Point localization data:
:::
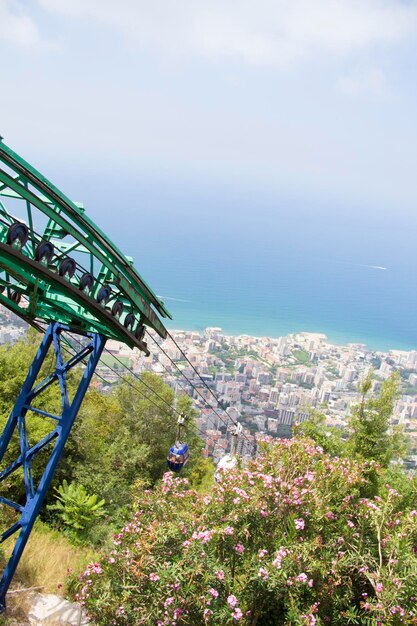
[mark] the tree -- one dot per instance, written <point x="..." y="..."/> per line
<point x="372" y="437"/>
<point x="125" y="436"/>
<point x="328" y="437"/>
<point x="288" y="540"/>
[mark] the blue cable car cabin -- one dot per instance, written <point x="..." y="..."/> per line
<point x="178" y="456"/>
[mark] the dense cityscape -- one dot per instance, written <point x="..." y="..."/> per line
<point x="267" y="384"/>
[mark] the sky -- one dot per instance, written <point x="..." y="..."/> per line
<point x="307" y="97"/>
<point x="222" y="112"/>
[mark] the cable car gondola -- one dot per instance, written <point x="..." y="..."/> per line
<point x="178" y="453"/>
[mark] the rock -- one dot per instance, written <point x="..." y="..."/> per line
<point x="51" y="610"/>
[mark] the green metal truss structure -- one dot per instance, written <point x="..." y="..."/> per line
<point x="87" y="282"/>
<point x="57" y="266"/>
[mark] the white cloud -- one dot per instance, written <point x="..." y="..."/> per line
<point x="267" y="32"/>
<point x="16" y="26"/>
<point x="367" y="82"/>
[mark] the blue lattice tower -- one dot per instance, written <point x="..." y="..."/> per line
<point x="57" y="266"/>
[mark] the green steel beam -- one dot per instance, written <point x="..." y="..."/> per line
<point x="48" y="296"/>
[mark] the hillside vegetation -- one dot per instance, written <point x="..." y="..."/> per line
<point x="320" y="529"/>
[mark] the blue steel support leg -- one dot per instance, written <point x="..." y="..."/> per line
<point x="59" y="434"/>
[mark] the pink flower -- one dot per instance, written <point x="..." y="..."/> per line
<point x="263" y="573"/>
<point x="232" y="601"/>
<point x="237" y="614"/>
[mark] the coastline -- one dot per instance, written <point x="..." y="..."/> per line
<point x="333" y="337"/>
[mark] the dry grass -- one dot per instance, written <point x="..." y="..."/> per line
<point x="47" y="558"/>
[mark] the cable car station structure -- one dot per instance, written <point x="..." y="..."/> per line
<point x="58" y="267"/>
:::
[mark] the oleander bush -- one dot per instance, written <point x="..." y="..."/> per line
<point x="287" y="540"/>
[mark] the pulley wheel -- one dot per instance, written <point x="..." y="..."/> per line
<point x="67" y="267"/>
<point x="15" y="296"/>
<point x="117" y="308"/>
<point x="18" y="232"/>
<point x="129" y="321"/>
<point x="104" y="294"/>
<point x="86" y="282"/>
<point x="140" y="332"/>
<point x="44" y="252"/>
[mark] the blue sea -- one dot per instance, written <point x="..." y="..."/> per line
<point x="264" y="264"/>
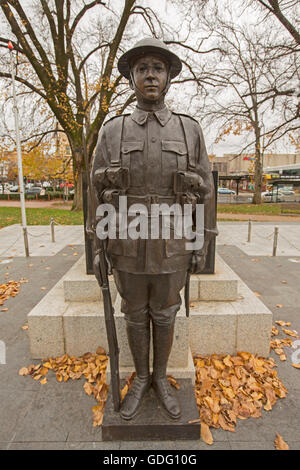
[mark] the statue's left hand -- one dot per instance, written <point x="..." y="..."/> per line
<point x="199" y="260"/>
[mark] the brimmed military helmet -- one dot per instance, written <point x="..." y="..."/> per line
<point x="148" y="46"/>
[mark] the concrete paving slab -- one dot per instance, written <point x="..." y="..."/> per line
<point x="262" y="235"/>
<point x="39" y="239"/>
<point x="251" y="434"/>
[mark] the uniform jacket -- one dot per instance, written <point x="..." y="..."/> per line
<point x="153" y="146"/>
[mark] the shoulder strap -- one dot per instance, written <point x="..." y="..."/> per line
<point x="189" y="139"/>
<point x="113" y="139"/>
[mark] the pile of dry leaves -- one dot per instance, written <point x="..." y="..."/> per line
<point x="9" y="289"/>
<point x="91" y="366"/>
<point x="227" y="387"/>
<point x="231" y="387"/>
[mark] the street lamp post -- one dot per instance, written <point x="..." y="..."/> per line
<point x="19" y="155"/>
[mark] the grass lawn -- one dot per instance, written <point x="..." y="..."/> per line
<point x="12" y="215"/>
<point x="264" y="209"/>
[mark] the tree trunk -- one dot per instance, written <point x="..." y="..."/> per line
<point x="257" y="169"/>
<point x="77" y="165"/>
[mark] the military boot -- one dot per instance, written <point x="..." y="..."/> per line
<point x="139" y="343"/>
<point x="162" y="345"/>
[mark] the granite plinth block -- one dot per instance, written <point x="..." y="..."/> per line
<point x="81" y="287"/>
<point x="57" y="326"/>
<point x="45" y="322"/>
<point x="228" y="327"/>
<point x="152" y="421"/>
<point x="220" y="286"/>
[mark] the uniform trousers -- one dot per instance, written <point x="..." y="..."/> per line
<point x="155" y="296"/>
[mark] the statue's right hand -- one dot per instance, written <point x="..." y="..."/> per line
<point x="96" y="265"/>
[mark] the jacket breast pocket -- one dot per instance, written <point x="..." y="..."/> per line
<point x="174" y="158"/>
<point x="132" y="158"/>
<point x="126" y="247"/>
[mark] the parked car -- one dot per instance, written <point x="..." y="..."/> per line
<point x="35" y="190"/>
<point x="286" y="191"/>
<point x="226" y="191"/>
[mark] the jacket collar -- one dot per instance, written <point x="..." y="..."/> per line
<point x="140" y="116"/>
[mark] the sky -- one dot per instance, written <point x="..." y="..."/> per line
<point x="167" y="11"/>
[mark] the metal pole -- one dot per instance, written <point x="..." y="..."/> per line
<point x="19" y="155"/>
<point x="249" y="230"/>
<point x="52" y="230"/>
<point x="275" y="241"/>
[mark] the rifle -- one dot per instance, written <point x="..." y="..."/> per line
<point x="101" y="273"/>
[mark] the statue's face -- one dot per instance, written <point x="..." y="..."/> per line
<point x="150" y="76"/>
:::
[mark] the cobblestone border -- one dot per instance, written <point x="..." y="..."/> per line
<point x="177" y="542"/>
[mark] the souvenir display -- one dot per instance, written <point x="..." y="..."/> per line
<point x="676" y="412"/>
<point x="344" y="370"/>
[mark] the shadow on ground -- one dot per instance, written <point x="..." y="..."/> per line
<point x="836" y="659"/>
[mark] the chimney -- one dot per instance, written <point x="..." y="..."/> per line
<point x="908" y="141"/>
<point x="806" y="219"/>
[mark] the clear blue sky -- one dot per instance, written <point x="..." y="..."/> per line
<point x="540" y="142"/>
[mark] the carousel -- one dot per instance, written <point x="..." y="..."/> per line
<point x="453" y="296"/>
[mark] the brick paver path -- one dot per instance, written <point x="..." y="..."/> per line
:::
**ASSIGNED TASK**
From the line holding "[mark] the souvenir" to the line holding "[mark] the brick", inclusive, restate each line above exactly as written.

**EXERCISE SOLUTION**
[mark] the souvenir display -- one dot per instance, written <point x="..." y="..."/> per line
<point x="676" y="412"/>
<point x="344" y="370"/>
[mark] the shadow on ground -- one dot per instance, written <point x="..." y="..."/> per line
<point x="836" y="659"/>
[mark] the chimney -- one dot per instance, written <point x="..." y="..."/> per line
<point x="908" y="141"/>
<point x="806" y="219"/>
[mark] the clear blue sky -- one dot per instance, written <point x="..." y="..."/> per line
<point x="540" y="142"/>
[mark] the carousel -- one dot per instance, written <point x="..." y="..."/> per line
<point x="453" y="296"/>
[mark] the brick paver path -- one dot per instance, written <point x="..." y="..."/> per line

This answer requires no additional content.